PARTS OF THE EXERCISE.
A: How would you render the sentence "The appellant denied the charges." from the court judgment excerpt in Spanish?
B: Could you proceed with the court judgment excerpt, picking up right after its final sentence?

──────── DOCUMENT EXCERPT ────────

21st & 25th October, 2016

MUGASHA, J.A.:

In the District Court of Geita, the appellant was charged with six counts of unnatural offence contrary to section 154 (1) (a) of the Penal Code [CAP 16 RE.2002].

It was alleged that on unknown dates and times in 2012, at lake view area at Nyamalembo village within Geita District in the region of Mwanza, the appellant did have carnal knowledge of six male children against the order of nature.

To prove its case the prosecution called nine witnesses who are: ZAMDA RASHID (PW1), HAMADI AMRI (PW2), KHALIMA HASSAN (PW3) RAMADHANI SHABANI (PW4), DIDAS PIUS (PW5), NICHOLAUS PANDO (PW6), LAURENT STANSLAUS (PW7), D.7740 D/CPL PETER (PW8) and the medical doctor who testified as PW9. The prosecution also tendered the cautioned statement of the appellant (Exhibit P1) and five PF3s collectively admitted as Exhibit P2.

A brief account of the evidence which led to the conviction of the appellant is briefly as follows: The victims were all pupils of Mseto Primary School and met the appellant who used to go at their school during break time. He lured the victims with rice buns and took them to the dam and sodomized them. As this shameful act continued for quite some time, PW1, one of the parents realized that her son (PW2) who regularly went to school was not writing notes. She went to school together with PW2 to inquire from the teachers. Upon interrogation by the teachers, PW2 revealed that he and other children (PW4, PW5, PW6 and PW7) were regularly lured by the appellant who bought them sweets and rice buns, then took them to the lake and forced them to smoke cannabis and sodomised them. The appellant threatened them not to reveal the shameful acts or else he would kill all of them.

PW3 was another parent who gave a similar account and that she came to know that her son (PW4) was being sodomized after being summoned by the teacher at Mseto Primary School.

A similar account was given by the victims PW2, PW4, PW5, PW6 and PW7 on how the appellant came to the school premises, took them to the dam and sodomised them. They also recalled that in some instances, the appellant was assisted by a group of street children who held the victims and forced them to bend to enable the appellant to accomplish the sodomy. Moreover, PW2 and PW4 recalled to have been introduced to the appellant by one Baraka. The incident was reported to the police where the victims were issued with the PF3s. Upon examination, the doctor established that the anus of each victim was enlarged due to penetration caused by a blunt object.

The appellant denied the charges. He claimed to have been assaulted and forced into making a confession statement.

The trial court convicted the appellant on 1st, 2nd, 3rd, 4th, and 6th counts on the strength of the credible evidence of the victims as corroborated by the evidence of the doctor. The appellant was sentenced to life imprisonment. He was acquitted on the 5th count.

──────── EXCERPTED DATA ────────

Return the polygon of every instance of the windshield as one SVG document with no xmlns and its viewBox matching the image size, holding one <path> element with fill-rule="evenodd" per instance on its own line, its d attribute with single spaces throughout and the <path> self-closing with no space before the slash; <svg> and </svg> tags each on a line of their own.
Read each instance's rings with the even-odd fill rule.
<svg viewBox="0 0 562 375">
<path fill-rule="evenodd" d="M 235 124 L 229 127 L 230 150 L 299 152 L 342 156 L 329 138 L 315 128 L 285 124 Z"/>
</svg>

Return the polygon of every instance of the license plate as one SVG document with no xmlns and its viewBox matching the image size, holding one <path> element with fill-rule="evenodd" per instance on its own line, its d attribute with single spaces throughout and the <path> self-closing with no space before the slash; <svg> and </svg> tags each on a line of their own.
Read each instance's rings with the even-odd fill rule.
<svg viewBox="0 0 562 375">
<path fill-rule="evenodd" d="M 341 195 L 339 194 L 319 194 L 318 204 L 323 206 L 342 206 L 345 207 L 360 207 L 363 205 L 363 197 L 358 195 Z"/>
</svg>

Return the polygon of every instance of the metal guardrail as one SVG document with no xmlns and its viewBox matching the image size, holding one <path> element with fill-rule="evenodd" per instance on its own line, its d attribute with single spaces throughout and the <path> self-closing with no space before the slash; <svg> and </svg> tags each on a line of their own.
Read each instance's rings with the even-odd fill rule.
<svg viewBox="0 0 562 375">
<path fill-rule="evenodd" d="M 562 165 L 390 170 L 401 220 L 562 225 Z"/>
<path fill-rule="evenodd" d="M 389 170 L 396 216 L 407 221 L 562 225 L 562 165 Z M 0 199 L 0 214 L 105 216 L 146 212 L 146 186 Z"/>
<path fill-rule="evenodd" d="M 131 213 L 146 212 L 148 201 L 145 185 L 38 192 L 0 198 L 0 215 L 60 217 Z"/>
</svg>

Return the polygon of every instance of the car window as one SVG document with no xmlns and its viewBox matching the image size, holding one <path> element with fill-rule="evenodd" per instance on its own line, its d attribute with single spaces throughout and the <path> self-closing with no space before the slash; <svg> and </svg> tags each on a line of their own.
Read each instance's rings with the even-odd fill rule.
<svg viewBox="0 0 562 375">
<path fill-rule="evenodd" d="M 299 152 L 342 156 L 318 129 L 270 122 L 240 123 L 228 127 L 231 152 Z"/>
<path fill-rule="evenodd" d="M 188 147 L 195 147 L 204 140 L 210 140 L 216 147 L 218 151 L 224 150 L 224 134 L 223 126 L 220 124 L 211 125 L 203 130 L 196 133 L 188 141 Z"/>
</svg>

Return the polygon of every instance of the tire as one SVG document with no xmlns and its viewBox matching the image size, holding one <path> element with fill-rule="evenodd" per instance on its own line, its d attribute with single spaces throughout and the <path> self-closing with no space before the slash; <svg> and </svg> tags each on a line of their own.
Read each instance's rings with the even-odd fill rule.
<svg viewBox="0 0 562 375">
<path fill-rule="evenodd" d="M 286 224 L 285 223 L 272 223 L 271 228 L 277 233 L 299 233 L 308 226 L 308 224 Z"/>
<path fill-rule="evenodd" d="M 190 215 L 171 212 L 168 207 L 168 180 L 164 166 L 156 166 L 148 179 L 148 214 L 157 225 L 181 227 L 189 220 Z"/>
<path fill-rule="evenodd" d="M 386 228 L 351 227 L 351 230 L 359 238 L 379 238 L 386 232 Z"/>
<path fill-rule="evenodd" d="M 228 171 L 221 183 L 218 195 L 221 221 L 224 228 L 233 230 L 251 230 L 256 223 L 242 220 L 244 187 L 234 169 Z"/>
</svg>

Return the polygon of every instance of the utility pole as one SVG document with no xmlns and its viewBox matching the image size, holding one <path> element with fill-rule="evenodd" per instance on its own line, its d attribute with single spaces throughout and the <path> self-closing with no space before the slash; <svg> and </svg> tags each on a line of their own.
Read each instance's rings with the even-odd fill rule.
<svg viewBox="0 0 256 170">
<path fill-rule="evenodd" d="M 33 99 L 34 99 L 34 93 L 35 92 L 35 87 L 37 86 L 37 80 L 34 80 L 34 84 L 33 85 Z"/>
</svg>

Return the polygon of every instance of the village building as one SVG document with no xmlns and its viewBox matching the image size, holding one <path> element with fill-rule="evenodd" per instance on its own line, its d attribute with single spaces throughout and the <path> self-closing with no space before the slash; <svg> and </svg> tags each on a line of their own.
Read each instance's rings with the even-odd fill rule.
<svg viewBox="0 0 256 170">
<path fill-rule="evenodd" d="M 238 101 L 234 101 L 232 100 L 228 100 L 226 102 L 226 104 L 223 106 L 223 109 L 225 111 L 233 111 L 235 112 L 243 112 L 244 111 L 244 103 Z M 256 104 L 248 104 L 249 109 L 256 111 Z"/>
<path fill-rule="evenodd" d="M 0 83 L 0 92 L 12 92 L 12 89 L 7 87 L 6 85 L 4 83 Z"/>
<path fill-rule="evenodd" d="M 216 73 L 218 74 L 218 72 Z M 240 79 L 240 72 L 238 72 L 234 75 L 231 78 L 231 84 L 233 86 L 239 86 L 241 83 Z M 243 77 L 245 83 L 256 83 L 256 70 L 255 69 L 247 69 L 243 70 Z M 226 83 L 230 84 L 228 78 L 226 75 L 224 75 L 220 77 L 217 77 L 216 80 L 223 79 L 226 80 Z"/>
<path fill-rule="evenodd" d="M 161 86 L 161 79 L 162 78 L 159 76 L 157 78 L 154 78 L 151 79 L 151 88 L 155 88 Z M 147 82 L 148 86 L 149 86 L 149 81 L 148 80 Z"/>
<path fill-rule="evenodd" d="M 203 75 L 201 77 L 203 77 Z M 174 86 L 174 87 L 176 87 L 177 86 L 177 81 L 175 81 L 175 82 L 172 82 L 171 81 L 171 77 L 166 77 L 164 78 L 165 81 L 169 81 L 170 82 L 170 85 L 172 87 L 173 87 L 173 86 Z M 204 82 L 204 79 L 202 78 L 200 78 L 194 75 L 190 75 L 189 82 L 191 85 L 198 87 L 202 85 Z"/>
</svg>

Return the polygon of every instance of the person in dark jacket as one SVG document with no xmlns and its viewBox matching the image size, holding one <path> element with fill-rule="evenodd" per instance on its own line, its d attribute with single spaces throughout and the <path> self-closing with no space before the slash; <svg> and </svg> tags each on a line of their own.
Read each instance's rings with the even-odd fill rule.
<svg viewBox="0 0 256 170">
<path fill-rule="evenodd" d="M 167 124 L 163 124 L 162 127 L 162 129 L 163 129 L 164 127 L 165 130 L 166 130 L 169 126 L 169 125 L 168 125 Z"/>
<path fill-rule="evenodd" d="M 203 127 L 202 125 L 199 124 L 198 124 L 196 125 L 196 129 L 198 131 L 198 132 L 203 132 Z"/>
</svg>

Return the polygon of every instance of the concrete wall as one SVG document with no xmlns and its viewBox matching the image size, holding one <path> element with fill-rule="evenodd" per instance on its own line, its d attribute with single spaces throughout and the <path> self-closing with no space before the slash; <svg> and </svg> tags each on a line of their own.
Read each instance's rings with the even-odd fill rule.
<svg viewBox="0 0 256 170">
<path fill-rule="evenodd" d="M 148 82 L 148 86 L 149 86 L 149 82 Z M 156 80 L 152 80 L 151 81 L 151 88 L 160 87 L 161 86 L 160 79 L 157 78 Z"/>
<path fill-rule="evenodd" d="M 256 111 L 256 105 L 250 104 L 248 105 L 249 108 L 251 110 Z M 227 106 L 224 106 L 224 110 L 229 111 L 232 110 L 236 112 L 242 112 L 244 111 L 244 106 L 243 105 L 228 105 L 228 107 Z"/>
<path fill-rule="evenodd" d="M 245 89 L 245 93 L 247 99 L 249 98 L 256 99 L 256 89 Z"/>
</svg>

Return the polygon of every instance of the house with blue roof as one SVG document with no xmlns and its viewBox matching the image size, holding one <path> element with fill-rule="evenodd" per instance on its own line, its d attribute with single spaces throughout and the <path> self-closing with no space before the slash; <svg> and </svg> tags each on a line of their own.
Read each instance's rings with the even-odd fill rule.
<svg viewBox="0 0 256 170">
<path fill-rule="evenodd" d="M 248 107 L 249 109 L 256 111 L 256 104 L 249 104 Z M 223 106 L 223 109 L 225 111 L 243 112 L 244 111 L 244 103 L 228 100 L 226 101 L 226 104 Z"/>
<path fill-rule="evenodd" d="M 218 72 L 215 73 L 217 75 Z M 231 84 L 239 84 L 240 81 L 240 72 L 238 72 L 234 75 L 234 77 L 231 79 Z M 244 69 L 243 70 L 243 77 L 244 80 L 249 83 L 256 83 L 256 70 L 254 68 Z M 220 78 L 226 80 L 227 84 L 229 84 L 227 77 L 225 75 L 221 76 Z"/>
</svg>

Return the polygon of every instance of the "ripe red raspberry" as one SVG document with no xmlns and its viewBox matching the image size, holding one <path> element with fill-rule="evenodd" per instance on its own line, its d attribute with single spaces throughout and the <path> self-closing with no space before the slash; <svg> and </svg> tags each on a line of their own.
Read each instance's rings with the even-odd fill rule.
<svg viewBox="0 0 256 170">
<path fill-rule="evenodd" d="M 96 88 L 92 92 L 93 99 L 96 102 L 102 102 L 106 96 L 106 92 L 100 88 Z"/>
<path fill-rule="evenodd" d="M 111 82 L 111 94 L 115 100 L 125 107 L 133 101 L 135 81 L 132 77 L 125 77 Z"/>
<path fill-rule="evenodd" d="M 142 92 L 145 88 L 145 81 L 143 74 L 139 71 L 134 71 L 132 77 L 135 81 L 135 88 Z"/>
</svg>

────────

TASK-BY-TASK OUTPUTS.
A: El apelante negó los cargos.

B:
Aggrieved, the appellant unsuccessfully appealed to the High Court where his appeal was dismissed on account of credible evidence of the victims as corroborated by PW1, the PF3s (exhibit P2 collectively) and the cautioned statement of the appellant. Still aggrieved, the appellant has preferred this second appeal. In the Memorandum of appeal he has raised six grounds which are conveniently condensed into four main grounds as follows:

1.   That the prosecution failed to prove the case against the appellant beyond reasonable doubt.

2.   That first appellate court wrongly relied on appellant’s cautioned statement which was not evidence before the trial court.

3.   The conviction of the appellant was based on uncorroborated evidence of the victims.

4.   The conviction of the appellant is based on dock identification.

At the hearing of the appeal, the appellant appeared in person whereas the respondent Republic was represented by the learned Senior State Attorney, Ms. Ajuaye Bilishanga.

The learned Senior State Attorney did not support the appeal. She submitted that the conviction of the appellant was properly founded on the strength of the credible evidence of the victims in terms of section 127(2) and (7) of the Evidence Act [CAP 6 RE.2002]. On prompting by the Court she conceded that, the trial magistrate did not comply with section 127(2) before proceeding to take the unsworn testimony of some of the victims which was acted upon to convict the appellant. However, she argued that, the evidence of the victims is corroborated by the documentary evidence of the doctor which shows that the victims were sodomised. She also conceded that, the first appellate court wrongly acted on the cautioned statement of the appellant which was not admitted into the evidence at the trial. As such, she urged that we expunge it from the record.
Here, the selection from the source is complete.